[Pointing records]
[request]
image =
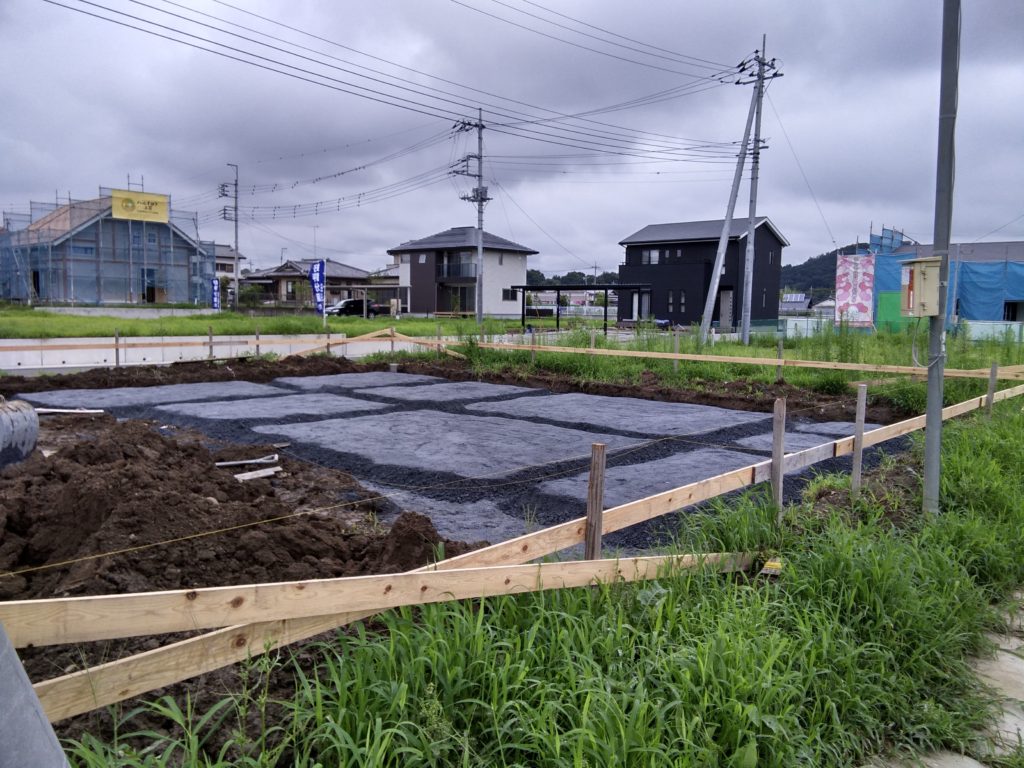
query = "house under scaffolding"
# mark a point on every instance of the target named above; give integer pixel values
(109, 250)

[WHAT YOU SHOULD DO]
Can you filter the entries above down to only the lines that contain the word "integer" and copy out each one?

[REPLY TO THE TASK]
# mark a point on every instance of the target named above; give integer pixel values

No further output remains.